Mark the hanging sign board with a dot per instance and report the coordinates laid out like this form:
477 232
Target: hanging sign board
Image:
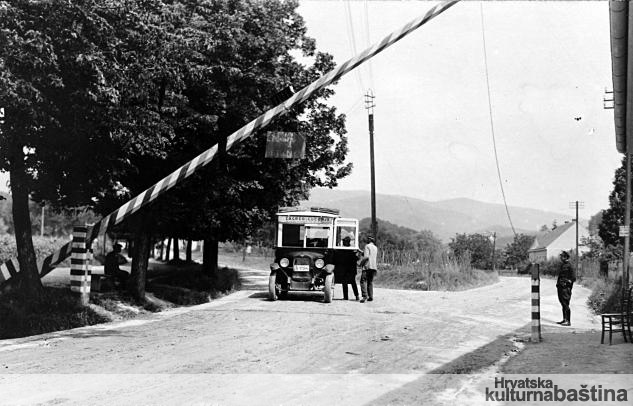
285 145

*****

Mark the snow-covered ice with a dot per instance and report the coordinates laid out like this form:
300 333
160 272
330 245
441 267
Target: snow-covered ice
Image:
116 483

*****

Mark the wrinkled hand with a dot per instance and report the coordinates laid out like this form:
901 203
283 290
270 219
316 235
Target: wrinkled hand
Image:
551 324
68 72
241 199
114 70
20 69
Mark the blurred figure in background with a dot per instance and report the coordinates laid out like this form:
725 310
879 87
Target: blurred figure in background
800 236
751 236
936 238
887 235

*****

#### Exercise directions
How many lines of the records above contain the string "snow", with uppercase and lowercase treated as different? Reply with the number alone.

#### The output
2